**Exercise instructions**: Output an exact reproduction of the data.
┄┄┄┄┄┄
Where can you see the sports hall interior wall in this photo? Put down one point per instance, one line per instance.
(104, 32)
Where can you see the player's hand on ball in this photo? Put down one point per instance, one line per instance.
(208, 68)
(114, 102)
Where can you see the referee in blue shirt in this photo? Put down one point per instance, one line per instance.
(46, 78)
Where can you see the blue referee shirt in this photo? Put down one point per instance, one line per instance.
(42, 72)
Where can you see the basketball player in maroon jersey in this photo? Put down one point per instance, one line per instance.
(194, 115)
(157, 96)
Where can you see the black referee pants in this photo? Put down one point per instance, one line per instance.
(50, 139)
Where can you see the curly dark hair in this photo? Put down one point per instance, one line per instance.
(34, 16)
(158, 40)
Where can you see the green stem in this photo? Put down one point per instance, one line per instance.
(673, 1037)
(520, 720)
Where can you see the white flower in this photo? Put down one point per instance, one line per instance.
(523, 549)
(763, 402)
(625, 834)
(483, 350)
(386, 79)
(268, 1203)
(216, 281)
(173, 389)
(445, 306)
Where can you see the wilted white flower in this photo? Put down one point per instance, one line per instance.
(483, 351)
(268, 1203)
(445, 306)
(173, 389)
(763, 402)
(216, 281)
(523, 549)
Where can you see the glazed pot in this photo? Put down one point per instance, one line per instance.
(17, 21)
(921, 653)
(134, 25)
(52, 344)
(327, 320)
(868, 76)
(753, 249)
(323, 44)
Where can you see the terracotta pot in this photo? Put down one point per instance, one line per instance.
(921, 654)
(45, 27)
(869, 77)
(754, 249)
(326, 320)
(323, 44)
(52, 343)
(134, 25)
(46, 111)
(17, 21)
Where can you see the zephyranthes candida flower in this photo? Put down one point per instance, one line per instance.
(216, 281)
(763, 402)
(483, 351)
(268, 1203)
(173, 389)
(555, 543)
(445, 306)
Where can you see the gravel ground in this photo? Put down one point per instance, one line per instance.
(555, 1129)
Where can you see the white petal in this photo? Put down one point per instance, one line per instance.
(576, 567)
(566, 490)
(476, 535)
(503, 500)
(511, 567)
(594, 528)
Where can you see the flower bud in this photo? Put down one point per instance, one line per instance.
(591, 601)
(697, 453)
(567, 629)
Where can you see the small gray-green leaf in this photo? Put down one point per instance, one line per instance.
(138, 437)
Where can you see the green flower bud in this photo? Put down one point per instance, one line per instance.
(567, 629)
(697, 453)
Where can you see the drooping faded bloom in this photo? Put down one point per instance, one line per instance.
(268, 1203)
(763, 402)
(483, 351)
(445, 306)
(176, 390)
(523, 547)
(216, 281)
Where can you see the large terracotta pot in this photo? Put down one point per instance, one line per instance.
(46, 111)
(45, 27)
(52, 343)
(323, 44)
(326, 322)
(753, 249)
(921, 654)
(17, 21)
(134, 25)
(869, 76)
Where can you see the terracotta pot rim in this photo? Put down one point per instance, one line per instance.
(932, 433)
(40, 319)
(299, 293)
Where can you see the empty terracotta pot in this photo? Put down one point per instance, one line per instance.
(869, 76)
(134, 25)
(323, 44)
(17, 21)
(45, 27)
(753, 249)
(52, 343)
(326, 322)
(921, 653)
┄┄┄┄┄┄
**Answer to the exercise**:
Where can you see the sports hall interior wall in this photo? Put down one point per instance, one line per instance.
(104, 32)
Where can you see the player's hand on ball in this photo? Put down one point per instance, one line per instance.
(208, 68)
(114, 102)
Where can you see the referee in blue shirt in this photo? Put down one point per instance, one line per instance.
(46, 78)
Where can you see the blue referee shirt in this photo? Put down one point per instance, one line per instance.
(42, 72)
Where can you see the basketball player in maroon jersey in this photo? Put down one point per instance, one line per instance.
(194, 115)
(157, 96)
Where can you see the black referee pants in this photo? Put down one point per instance, one line per instance.
(50, 139)
Where can you see the curly dark hair in this photo? Put down one point per instance, one line per instance.
(34, 16)
(158, 40)
Where can you see the green stem in this photo? Put down one point per instance, one line per instance.
(673, 1037)
(520, 720)
Where can you see the white flower in this photo? Put down one point per instance, one line per instance.
(523, 549)
(763, 402)
(625, 834)
(483, 350)
(386, 79)
(268, 1203)
(216, 281)
(173, 389)
(445, 306)
Where can you see the wilted white flower in this photo? Put down one point per instance, one line per instance.
(483, 351)
(268, 1203)
(445, 306)
(173, 389)
(763, 402)
(216, 281)
(523, 549)
Where can you see the glazed pot in this photo? Put down one point per instance, one line per instance.
(17, 21)
(921, 653)
(134, 25)
(52, 344)
(327, 320)
(868, 76)
(753, 249)
(323, 44)
Where can you see the terracotta pot in this photo? Put down one point per instance, one line per instance.
(921, 654)
(45, 27)
(869, 77)
(754, 249)
(326, 320)
(323, 44)
(52, 343)
(134, 25)
(46, 111)
(17, 21)
Where can you see the zephyranthes candida flower in this photo? Put down one point per instance, one line per instance.
(216, 281)
(763, 402)
(483, 351)
(268, 1203)
(173, 389)
(555, 543)
(445, 306)
Where can you see the gravel ground in this photo? Put down one point per instance, one line per instance.
(555, 1129)
Where can you see the white petal in this photo? Put down one point per instance, one line per instance.
(576, 567)
(566, 490)
(476, 535)
(503, 500)
(511, 567)
(594, 528)
Where can you see the flower bud in this photo? Put down one point per instance, one line per instance.
(591, 601)
(697, 453)
(567, 629)
Where can you see the small gray-green leaf in this photo? Put down one point per instance, one line per instance.
(138, 437)
Where can you see the green flower bud in this photo? Put down one point per instance, one line per instance.
(567, 629)
(697, 453)
Where can you see the drooping faded bloom in this photo? Put down one point per instance, one line per instance.
(268, 1203)
(763, 402)
(483, 351)
(445, 306)
(176, 390)
(523, 547)
(216, 281)
Where can you see the large terracotta pot in this photo? Put down one point per instance, one line per instance.
(46, 111)
(45, 27)
(52, 343)
(323, 44)
(326, 322)
(753, 249)
(921, 654)
(17, 21)
(134, 25)
(869, 76)
Where can you see the terracotta pot rim in this photo? Put down one point per instance, one line per instance.
(932, 433)
(40, 319)
(299, 293)
Where can you see the empty terracotta pot in this photo? Put down one point per instance, one line per instance.
(869, 76)
(134, 25)
(323, 44)
(17, 21)
(45, 27)
(753, 249)
(52, 343)
(326, 322)
(921, 653)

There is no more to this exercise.